§ **Excerpted passage**
• • • • • • •

When his wife came home and found out what he had done, she got upset. “That ring was worth three hundred ruble! How could you just give it away?”

As soon as Rabbi Shimon heard this, he said, “Thank you for telling me that!”

He ran outside and chased after the man and told him, ”That ring is worth a lot of money! Make sure that you don’t get cheated!”

This is what Hashem was telling Moses. Hashem wanted Moses to explain to the Israelites what a valuable treasure Shabbos is, how special it is to Hashem, and how Hashem took it out of His treasure house especially for the Jews. This way, they would know the proper way to treat Shabbos, and how much honor to give it.



In order to know how much honor to give Shabbos, we must learn about it. We must learn how to appreciate it, and what each element of Shabbos means, and how it is to be treated.

Only then can we fulfill the words of the Prophet Isaiah, who said, “If you turn away your foot from traveling on Shabbos, and refrain from doing your affairs on My holy day, and you treat Shabbos like a delight, honoring Hashem’s holy day; if you honor it by not doing your business, attending to your affairs or speaking of weekday matters, then you will delight in Hashem. I will let you ride the heights of the earth and enjoy the inheritance of your forefather Jacob, for so has Hashem’s own mouth promised” (Isaiah 58:13-14).

• • • • • • •

§ **Excerpted data**
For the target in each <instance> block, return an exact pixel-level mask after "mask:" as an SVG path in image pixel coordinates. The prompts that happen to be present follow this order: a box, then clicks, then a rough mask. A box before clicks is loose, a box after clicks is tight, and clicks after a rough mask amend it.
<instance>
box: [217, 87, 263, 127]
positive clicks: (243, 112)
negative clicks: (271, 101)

• • • • • • •

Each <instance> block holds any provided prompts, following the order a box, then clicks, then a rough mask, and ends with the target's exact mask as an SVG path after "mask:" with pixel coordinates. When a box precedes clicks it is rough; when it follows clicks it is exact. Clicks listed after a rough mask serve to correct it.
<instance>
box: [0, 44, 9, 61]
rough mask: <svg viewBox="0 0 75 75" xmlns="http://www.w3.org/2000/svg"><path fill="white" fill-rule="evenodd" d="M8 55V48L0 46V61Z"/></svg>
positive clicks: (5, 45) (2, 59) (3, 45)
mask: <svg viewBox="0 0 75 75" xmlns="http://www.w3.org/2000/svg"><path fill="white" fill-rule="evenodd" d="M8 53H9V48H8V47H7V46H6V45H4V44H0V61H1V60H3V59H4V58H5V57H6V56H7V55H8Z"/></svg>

• • • • • • •

§ **Exercises**
[a] In the passage about Shabbos, how much did Rabbi Shimon's wife say the ring was worth?
[b] Condense the paragraph of the Shabbos passage that begins "This is what Hashem was telling Moses" into a short bulleted list of its main points.

§ **Results of the exercise**
[a] Three hundred ruble.

[b]
- Hashem wanted Moses to explain to the Israelites what a valuable treasure Shabbos is.
- Shabbos is especially dear to Hashem.
- Hashem took it out of His treasure house especially for the Jews.
- Knowing this, they would understand how to treat Shabbos properly and how much honor to give it.